[SUPPLIED DATA]
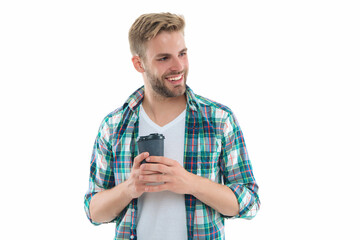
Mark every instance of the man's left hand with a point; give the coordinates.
(169, 173)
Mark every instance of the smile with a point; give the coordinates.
(176, 78)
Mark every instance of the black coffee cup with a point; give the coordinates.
(153, 144)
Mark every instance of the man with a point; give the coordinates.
(205, 174)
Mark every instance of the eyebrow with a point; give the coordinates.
(167, 54)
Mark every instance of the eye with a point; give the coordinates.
(182, 54)
(162, 59)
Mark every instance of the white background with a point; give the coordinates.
(288, 69)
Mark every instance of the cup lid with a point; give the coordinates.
(153, 136)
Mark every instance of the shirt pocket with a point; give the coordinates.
(209, 152)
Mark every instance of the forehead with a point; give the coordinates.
(165, 43)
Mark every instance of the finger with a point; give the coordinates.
(162, 160)
(155, 178)
(139, 158)
(155, 168)
(144, 172)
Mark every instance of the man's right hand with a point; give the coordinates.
(135, 186)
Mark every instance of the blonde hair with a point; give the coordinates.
(148, 26)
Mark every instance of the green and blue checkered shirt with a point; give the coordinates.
(214, 149)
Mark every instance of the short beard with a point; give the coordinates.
(159, 87)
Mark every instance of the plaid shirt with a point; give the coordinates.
(214, 149)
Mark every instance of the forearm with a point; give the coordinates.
(218, 196)
(108, 204)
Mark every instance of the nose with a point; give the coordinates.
(176, 64)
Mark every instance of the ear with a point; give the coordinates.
(138, 64)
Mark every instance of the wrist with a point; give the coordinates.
(196, 183)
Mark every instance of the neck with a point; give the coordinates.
(163, 110)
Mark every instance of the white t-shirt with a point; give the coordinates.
(162, 215)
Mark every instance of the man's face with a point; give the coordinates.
(166, 65)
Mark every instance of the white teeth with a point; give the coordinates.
(175, 78)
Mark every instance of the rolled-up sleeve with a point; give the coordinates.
(237, 170)
(101, 172)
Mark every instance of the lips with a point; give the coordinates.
(175, 79)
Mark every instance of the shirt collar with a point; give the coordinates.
(136, 98)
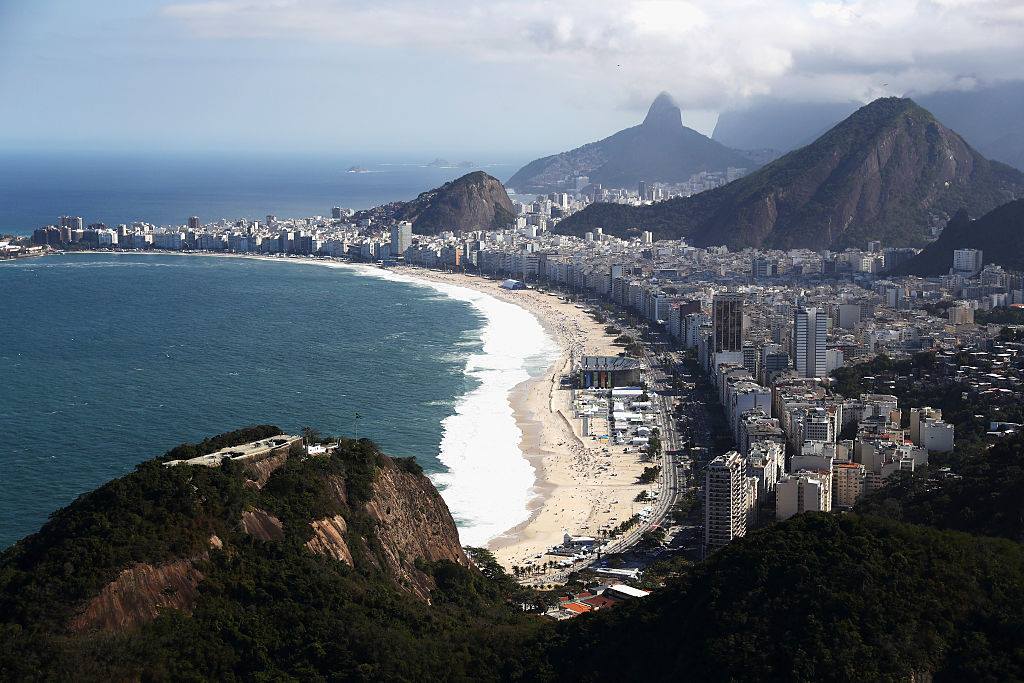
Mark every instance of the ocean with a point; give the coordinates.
(110, 359)
(165, 189)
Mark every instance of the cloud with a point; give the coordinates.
(711, 54)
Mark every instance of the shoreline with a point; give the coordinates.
(581, 485)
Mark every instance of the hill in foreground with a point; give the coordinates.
(346, 566)
(659, 150)
(999, 233)
(889, 172)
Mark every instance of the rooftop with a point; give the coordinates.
(613, 363)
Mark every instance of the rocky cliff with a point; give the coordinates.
(147, 543)
(660, 148)
(474, 202)
(888, 172)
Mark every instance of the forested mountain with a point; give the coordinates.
(987, 117)
(999, 233)
(889, 172)
(347, 566)
(473, 202)
(660, 148)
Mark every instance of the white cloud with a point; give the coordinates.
(711, 54)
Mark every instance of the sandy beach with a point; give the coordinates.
(583, 485)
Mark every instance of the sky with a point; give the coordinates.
(460, 78)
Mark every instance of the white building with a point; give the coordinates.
(848, 483)
(810, 328)
(803, 492)
(401, 238)
(967, 261)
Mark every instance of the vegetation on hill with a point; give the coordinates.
(888, 172)
(474, 202)
(818, 597)
(838, 597)
(979, 493)
(659, 150)
(264, 609)
(999, 233)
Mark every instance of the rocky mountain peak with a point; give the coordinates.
(664, 113)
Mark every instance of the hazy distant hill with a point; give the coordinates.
(660, 148)
(888, 172)
(999, 233)
(990, 119)
(347, 566)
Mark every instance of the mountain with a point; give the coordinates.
(347, 566)
(293, 567)
(659, 150)
(474, 202)
(777, 124)
(888, 172)
(987, 117)
(999, 233)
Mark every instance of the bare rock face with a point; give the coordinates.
(659, 150)
(412, 522)
(329, 539)
(261, 524)
(260, 471)
(138, 594)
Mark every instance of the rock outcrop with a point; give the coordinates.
(474, 202)
(261, 524)
(412, 522)
(888, 172)
(138, 594)
(329, 539)
(660, 148)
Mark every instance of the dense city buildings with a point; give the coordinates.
(767, 328)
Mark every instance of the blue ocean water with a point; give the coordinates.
(109, 359)
(165, 189)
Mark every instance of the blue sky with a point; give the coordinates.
(459, 78)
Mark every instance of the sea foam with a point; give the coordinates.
(488, 483)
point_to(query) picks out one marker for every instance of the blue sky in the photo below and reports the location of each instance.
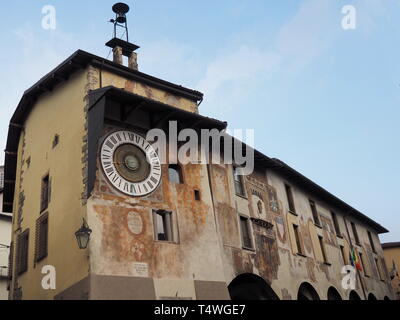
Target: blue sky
(323, 99)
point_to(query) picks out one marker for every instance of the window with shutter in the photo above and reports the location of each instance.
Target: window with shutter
(22, 252)
(41, 242)
(10, 265)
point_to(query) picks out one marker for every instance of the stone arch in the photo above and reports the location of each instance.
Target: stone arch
(371, 296)
(333, 294)
(354, 296)
(307, 292)
(249, 286)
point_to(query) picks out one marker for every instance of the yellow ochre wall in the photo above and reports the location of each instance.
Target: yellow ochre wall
(58, 112)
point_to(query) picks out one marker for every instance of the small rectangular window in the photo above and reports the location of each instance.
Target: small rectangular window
(336, 224)
(314, 213)
(321, 244)
(297, 238)
(246, 237)
(345, 259)
(356, 238)
(371, 242)
(239, 185)
(289, 196)
(45, 193)
(22, 252)
(163, 225)
(41, 244)
(379, 269)
(363, 264)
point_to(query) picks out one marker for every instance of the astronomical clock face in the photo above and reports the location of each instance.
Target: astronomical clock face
(130, 163)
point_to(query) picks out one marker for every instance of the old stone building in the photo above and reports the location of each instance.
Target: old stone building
(5, 239)
(75, 150)
(391, 251)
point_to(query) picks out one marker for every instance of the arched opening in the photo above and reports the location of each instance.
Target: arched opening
(333, 294)
(251, 287)
(354, 296)
(307, 292)
(371, 297)
(175, 174)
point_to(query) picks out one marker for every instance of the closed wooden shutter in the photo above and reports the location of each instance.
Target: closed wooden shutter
(22, 252)
(41, 241)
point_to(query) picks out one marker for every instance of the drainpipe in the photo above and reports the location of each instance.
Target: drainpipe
(352, 249)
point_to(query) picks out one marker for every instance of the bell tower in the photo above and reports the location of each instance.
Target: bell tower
(121, 46)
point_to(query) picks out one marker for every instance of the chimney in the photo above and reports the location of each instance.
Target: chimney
(122, 47)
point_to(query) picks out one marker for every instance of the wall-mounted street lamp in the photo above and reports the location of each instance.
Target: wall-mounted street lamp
(83, 235)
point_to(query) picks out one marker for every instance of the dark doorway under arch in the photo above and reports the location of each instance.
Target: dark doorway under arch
(371, 297)
(333, 294)
(307, 292)
(354, 296)
(251, 287)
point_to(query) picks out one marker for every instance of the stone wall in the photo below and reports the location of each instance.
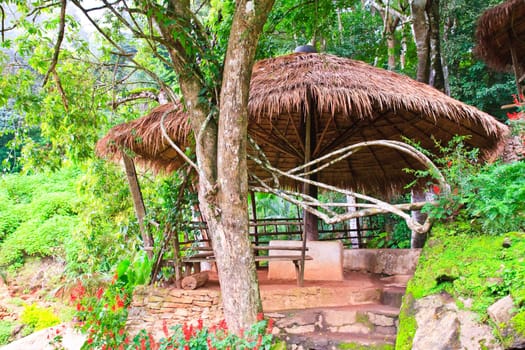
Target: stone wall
(153, 307)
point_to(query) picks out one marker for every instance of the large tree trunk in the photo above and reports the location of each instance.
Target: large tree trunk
(231, 243)
(221, 150)
(421, 29)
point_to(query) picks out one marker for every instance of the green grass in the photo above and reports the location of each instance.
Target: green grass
(471, 266)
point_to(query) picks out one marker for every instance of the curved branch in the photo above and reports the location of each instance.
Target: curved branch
(172, 144)
(60, 38)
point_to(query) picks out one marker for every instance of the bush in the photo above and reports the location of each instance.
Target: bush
(491, 196)
(37, 318)
(6, 329)
(37, 238)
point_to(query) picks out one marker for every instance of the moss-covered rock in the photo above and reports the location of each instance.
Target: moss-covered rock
(468, 266)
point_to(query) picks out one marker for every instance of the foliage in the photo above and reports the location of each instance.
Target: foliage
(465, 264)
(107, 231)
(518, 323)
(37, 238)
(491, 196)
(516, 120)
(6, 328)
(471, 81)
(103, 313)
(216, 337)
(407, 324)
(38, 215)
(38, 317)
(355, 346)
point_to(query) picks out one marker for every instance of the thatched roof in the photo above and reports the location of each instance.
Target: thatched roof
(499, 29)
(351, 102)
(142, 139)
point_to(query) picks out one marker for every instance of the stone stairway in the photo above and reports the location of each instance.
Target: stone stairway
(362, 310)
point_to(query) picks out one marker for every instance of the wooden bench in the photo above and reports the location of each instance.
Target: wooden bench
(205, 254)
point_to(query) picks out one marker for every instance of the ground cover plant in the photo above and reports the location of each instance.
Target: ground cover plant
(475, 249)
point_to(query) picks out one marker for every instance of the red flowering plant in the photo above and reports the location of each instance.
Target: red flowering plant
(516, 119)
(186, 337)
(457, 164)
(102, 313)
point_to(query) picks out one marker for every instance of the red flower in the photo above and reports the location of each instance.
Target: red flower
(270, 326)
(99, 293)
(514, 115)
(165, 328)
(259, 342)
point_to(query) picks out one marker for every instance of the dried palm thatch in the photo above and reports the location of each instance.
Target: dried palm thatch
(350, 102)
(499, 29)
(142, 139)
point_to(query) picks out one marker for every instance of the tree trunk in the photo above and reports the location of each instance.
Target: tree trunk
(138, 204)
(420, 26)
(418, 239)
(221, 148)
(231, 243)
(437, 77)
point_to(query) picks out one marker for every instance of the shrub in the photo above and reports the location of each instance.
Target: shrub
(37, 238)
(37, 318)
(6, 329)
(493, 196)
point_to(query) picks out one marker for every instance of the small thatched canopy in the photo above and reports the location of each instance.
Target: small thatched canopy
(500, 29)
(348, 101)
(351, 102)
(142, 139)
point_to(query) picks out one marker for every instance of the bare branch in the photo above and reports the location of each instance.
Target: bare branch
(172, 144)
(60, 38)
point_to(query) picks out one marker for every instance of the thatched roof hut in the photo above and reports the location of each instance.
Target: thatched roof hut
(350, 102)
(347, 102)
(142, 139)
(500, 30)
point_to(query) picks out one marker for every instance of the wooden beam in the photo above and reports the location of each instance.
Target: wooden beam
(138, 203)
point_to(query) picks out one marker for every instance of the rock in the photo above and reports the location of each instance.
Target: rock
(441, 325)
(501, 312)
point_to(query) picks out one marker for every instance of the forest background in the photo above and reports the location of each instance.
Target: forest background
(53, 109)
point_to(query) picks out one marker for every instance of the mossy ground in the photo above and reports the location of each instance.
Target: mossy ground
(476, 269)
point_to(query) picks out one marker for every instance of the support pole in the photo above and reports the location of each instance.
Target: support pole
(138, 203)
(310, 221)
(518, 71)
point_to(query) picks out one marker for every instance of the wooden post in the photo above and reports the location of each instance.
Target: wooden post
(255, 227)
(518, 71)
(310, 221)
(138, 203)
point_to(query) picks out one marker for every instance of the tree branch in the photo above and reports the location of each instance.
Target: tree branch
(58, 43)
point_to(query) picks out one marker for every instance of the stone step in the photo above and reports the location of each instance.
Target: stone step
(364, 319)
(318, 297)
(392, 296)
(329, 341)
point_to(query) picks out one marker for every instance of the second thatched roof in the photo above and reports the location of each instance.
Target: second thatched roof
(142, 139)
(349, 102)
(499, 29)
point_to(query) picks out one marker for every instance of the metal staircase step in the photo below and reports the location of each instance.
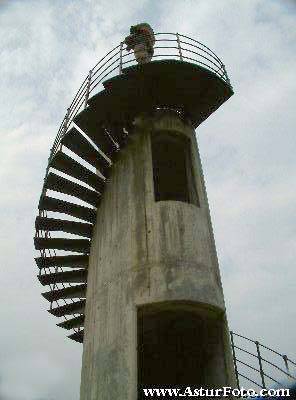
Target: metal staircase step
(56, 205)
(95, 132)
(62, 185)
(76, 245)
(75, 322)
(71, 292)
(72, 308)
(76, 276)
(53, 224)
(62, 162)
(72, 261)
(77, 336)
(77, 143)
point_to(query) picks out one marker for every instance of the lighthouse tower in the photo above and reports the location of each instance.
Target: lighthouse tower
(147, 287)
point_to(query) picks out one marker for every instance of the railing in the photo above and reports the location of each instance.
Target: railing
(167, 45)
(253, 364)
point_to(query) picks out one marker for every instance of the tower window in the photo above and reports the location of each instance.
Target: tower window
(172, 168)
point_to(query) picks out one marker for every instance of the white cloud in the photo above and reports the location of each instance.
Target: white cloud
(247, 147)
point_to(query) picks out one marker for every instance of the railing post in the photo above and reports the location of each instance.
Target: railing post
(179, 46)
(234, 359)
(260, 365)
(120, 58)
(87, 88)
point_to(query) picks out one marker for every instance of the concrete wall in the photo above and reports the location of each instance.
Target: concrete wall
(144, 252)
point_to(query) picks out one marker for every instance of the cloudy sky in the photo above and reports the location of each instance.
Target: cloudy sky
(248, 151)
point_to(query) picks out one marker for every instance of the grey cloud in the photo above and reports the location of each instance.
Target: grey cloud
(247, 148)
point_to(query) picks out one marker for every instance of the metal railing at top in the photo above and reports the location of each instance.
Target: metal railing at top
(256, 363)
(167, 45)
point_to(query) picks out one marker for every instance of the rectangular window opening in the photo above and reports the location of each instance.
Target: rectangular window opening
(173, 174)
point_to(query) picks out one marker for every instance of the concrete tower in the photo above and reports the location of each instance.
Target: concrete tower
(154, 312)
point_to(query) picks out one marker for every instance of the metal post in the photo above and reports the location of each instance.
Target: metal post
(260, 365)
(87, 88)
(285, 358)
(179, 46)
(234, 358)
(120, 58)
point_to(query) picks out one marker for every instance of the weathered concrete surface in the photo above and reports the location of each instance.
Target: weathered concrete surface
(145, 252)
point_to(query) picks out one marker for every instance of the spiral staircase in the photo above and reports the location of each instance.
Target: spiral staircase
(185, 76)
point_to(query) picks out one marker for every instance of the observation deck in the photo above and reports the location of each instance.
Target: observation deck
(183, 75)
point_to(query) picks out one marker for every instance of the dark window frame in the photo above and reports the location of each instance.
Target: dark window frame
(173, 172)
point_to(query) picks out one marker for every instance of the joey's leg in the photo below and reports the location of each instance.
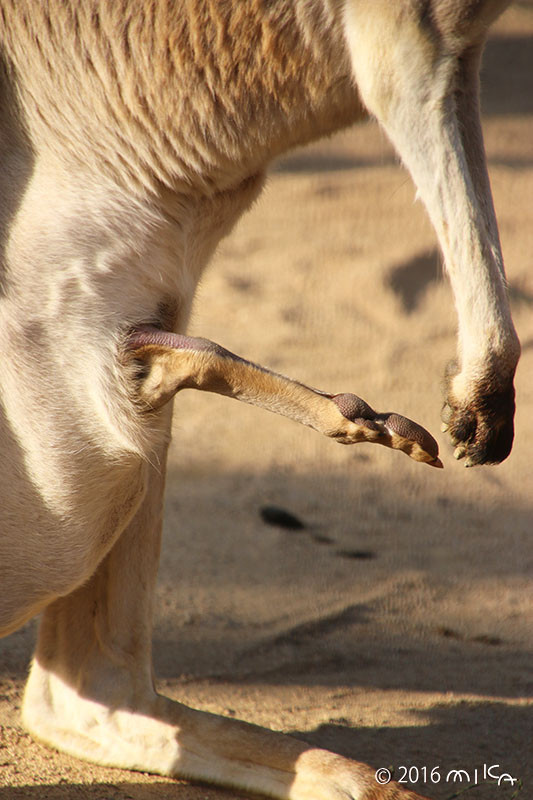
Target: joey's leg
(90, 692)
(170, 362)
(425, 96)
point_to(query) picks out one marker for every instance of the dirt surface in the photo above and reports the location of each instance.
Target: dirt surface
(396, 626)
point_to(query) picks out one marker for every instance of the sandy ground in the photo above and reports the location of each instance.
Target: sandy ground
(396, 627)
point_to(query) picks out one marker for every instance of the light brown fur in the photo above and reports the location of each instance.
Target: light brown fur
(133, 134)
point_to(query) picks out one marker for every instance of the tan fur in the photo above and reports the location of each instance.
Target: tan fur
(133, 134)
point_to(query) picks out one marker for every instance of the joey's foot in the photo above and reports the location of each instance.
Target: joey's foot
(479, 420)
(389, 429)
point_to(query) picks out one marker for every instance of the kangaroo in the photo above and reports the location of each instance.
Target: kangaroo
(133, 135)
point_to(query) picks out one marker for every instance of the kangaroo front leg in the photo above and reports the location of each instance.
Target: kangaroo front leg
(171, 362)
(416, 68)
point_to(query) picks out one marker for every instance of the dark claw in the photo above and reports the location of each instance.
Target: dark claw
[/SUPPLIED DATA]
● WHAT THE TASK ASKS: Scan the data above for the string "below" and copy each line where it appears.

● TASK RESPONSE:
point_to(query) picks out one marker for every instance of the blue sky in the photo below and reports the location of each instance.
point_to(query) picks out one marker for every instance of the stone wall in the photo below and reports the location of each instance.
point_to(query) picks out one marker for every instance of the metal staircase step in the photo below and reports the location of each instance.
point_to(query) picks out one marker for every instance of the joey's leg in the photo below and reports the location of each instance.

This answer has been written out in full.